**Work to complete**
Copy the rows below with "tree" replaced by "pine" everywhere it appears, keeping everything else the same, and leave out the pictures.

**Stored records**
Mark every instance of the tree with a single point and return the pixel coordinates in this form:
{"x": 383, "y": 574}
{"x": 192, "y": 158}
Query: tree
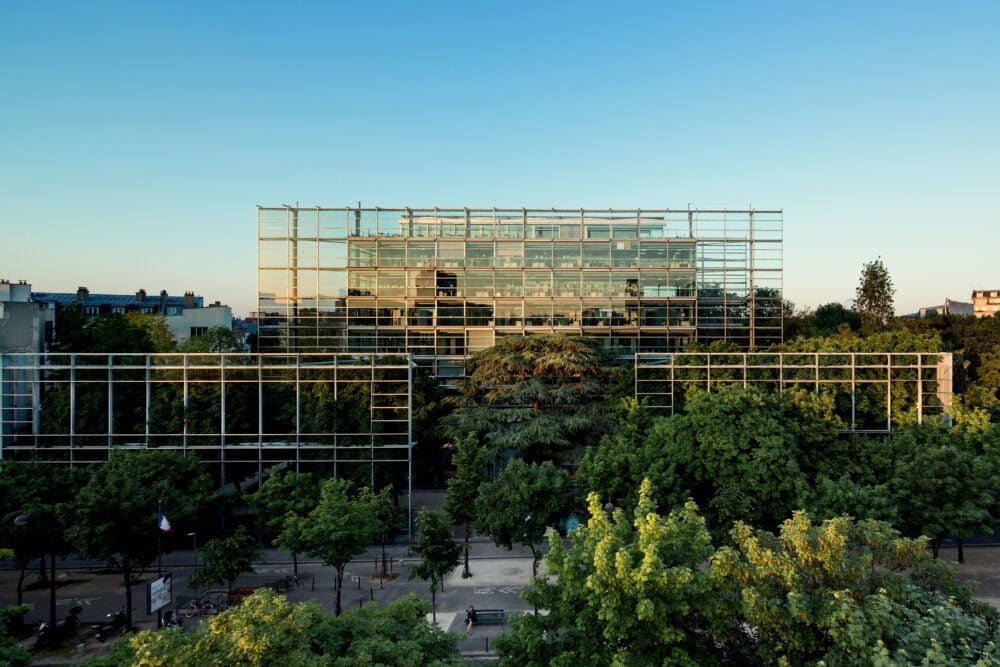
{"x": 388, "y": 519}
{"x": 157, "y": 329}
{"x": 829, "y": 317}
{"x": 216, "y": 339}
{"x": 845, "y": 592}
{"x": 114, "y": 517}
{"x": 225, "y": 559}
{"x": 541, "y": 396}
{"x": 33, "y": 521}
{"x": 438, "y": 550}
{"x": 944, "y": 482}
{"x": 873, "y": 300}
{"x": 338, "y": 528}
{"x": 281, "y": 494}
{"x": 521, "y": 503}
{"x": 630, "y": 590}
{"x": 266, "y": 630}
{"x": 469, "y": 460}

**Task response**
Mark every instance of the pine with a single point and return the pixel coordinates in this form:
{"x": 383, "y": 574}
{"x": 192, "y": 158}
Query: pine
{"x": 388, "y": 519}
{"x": 157, "y": 329}
{"x": 829, "y": 317}
{"x": 216, "y": 339}
{"x": 845, "y": 592}
{"x": 114, "y": 517}
{"x": 225, "y": 559}
{"x": 541, "y": 396}
{"x": 33, "y": 521}
{"x": 438, "y": 550}
{"x": 944, "y": 482}
{"x": 873, "y": 300}
{"x": 338, "y": 528}
{"x": 281, "y": 494}
{"x": 521, "y": 503}
{"x": 630, "y": 590}
{"x": 266, "y": 630}
{"x": 469, "y": 460}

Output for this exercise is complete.